Records provided:

==*==

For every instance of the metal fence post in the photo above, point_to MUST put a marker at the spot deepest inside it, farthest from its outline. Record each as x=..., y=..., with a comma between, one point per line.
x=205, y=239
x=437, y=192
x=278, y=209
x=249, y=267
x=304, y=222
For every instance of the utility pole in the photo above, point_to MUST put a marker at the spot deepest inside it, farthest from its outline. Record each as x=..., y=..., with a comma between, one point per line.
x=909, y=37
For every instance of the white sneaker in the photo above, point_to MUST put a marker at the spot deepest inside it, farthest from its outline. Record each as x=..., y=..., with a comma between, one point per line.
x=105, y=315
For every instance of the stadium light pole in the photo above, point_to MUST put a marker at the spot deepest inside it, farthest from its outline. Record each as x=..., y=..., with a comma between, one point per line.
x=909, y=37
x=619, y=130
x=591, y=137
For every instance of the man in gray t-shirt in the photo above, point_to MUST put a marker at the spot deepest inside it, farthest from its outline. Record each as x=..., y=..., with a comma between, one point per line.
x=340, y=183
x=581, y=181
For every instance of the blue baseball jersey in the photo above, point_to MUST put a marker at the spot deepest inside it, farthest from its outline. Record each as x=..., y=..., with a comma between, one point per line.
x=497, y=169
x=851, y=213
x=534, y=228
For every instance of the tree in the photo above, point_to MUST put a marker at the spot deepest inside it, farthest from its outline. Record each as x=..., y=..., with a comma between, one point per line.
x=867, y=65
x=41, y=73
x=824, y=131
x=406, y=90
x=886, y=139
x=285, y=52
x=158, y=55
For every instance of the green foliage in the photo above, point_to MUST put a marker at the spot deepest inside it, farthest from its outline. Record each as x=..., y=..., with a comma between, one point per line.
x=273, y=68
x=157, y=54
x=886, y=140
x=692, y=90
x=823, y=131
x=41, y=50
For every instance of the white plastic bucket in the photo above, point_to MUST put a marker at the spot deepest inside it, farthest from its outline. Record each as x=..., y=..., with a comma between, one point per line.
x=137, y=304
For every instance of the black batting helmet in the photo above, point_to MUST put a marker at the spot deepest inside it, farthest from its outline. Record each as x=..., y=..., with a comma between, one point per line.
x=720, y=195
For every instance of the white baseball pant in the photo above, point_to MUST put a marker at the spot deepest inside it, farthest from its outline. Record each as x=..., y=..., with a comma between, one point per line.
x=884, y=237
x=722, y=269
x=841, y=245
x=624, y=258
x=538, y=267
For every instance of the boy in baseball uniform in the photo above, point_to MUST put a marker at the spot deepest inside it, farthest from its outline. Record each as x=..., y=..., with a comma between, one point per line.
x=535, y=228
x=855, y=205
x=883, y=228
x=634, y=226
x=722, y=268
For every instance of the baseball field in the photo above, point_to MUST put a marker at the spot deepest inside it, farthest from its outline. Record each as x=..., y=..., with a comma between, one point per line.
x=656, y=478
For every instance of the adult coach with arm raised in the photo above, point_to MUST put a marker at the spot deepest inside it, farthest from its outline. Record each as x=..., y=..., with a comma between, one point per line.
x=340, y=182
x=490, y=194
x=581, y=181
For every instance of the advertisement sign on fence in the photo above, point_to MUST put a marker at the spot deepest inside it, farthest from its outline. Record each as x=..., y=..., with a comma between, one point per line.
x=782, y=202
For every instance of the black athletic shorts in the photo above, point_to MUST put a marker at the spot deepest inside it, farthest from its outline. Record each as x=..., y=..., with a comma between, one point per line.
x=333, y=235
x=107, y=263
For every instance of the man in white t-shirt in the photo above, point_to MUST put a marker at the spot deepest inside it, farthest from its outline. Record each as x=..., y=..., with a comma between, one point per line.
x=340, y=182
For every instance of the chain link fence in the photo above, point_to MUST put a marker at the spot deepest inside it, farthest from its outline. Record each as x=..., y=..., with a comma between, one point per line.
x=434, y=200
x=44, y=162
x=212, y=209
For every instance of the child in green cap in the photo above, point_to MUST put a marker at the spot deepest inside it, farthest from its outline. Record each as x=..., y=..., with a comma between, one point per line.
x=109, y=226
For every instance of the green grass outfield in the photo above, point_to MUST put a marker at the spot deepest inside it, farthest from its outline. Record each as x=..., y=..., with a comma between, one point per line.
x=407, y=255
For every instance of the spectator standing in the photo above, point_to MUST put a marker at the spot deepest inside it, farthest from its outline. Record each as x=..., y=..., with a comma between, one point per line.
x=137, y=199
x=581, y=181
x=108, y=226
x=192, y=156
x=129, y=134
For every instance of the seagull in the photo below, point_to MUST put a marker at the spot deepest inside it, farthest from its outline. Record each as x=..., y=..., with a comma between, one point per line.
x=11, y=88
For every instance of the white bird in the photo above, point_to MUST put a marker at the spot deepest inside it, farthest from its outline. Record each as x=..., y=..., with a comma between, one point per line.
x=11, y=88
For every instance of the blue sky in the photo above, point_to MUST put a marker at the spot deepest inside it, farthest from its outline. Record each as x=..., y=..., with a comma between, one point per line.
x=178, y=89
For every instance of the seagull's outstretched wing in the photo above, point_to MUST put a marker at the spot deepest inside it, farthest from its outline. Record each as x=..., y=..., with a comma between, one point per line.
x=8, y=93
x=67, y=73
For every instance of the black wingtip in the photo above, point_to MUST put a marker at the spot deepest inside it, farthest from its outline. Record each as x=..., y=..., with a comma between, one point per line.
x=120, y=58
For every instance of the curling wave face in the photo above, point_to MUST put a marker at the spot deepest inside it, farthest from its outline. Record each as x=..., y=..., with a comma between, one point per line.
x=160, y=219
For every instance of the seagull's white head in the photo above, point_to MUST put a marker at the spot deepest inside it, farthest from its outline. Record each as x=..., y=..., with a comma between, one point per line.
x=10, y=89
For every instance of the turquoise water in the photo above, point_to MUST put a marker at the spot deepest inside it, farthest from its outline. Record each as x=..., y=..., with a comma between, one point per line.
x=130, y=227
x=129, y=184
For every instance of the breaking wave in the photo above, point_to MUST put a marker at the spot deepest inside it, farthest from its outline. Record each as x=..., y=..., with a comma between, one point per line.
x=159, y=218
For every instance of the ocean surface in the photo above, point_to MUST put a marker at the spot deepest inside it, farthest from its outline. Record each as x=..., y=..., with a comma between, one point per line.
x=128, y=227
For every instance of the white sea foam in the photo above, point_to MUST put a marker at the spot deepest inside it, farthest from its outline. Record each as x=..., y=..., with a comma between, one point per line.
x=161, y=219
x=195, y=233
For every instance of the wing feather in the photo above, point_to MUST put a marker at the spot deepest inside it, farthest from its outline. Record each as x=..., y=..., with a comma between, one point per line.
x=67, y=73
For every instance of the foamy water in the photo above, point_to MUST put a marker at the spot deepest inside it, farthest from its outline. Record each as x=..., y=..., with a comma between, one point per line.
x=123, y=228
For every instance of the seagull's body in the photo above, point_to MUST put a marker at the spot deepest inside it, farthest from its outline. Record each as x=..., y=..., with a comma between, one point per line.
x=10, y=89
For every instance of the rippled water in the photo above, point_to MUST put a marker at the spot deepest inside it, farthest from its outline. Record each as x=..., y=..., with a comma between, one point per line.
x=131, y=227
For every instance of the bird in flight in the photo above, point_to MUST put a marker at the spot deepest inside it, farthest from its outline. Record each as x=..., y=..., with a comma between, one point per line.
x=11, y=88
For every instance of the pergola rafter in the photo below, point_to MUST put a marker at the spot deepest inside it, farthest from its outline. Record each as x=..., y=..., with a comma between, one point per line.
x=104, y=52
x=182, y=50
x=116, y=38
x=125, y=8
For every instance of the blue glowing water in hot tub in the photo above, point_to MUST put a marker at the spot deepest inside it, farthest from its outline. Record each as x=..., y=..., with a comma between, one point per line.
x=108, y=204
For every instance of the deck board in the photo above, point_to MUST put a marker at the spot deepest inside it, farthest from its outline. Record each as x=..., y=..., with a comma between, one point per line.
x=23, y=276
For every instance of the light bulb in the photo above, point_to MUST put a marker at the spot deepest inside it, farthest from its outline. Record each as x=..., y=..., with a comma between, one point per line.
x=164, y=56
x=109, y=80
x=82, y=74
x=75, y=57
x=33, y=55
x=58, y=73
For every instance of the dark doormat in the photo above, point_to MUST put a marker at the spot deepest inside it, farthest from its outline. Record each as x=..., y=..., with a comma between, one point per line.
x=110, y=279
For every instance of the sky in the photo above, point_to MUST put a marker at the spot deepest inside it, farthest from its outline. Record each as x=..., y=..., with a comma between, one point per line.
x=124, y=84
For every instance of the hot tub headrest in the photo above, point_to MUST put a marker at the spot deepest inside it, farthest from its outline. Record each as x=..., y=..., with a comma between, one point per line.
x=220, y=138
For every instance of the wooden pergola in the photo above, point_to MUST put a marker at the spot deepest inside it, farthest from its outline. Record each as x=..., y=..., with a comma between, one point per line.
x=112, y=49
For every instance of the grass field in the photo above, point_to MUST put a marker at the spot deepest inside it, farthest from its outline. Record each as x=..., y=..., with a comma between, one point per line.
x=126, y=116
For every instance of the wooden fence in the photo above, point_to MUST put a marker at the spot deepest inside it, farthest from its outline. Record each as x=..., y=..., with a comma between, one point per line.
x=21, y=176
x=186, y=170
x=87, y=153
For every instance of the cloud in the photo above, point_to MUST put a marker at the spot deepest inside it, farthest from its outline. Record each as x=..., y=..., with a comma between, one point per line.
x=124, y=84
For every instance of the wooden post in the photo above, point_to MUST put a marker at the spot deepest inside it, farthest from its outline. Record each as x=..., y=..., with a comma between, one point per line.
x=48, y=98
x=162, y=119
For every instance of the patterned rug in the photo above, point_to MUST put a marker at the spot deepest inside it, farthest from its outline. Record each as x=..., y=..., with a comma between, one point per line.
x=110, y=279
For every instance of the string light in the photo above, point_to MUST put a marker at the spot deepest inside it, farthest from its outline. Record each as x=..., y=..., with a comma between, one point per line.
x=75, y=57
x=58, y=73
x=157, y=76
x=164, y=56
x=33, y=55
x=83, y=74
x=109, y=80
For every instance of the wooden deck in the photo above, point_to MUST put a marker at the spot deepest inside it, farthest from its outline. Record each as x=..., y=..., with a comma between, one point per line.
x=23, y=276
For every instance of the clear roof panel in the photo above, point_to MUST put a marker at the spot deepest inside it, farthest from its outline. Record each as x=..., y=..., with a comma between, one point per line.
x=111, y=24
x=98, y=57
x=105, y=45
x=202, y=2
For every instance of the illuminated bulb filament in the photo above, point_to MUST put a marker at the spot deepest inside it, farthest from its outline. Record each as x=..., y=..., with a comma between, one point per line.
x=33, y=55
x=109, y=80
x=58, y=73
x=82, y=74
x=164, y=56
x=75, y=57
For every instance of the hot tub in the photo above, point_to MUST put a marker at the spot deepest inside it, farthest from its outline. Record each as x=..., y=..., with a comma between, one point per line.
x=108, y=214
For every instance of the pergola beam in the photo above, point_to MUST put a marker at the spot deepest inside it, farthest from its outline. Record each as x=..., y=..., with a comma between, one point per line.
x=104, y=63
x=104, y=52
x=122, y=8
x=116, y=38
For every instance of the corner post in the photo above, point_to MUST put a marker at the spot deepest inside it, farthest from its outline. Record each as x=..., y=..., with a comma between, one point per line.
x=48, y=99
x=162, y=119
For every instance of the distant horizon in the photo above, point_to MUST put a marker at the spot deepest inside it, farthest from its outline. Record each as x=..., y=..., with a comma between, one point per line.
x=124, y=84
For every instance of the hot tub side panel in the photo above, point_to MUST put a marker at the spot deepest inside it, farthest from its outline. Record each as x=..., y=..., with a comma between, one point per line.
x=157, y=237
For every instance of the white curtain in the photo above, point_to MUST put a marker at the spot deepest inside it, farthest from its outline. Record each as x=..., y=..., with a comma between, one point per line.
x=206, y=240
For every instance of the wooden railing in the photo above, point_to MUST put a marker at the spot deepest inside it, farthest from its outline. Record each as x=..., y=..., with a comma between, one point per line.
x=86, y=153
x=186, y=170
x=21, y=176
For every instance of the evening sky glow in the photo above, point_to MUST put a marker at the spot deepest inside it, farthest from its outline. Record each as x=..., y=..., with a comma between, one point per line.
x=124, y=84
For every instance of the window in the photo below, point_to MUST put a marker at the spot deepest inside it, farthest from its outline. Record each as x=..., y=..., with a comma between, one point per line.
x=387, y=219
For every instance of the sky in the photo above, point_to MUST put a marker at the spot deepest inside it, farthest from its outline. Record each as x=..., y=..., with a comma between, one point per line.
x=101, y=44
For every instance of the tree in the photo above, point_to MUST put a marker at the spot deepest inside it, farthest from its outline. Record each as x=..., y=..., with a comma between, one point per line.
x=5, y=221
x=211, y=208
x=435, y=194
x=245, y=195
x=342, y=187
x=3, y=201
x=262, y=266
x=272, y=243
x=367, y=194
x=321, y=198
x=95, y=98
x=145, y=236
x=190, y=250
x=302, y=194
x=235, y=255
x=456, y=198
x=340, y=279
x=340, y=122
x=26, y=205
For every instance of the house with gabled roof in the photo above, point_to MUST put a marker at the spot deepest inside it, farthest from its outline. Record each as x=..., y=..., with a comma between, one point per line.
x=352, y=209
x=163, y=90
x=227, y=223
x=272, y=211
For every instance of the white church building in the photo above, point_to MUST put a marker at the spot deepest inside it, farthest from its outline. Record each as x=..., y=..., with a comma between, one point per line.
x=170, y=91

==*==

Print the entries above exactly, from the line containing "For every instance of the white plastic" through the line containing "x=720, y=195", both included.

For every instance of the white plastic bucket in the photo above, point_to MUST put a marker at the spot deepest inside it, farthest from its outline. Record each as x=..., y=..., with a comma between, one point per line.
x=137, y=304
For every instance of the black batting helmet in the photo above, point_to MUST put a marker at the spot deepest inside it, farthest from its outline. Record each as x=..., y=..., with a comma between, one point per line.
x=720, y=195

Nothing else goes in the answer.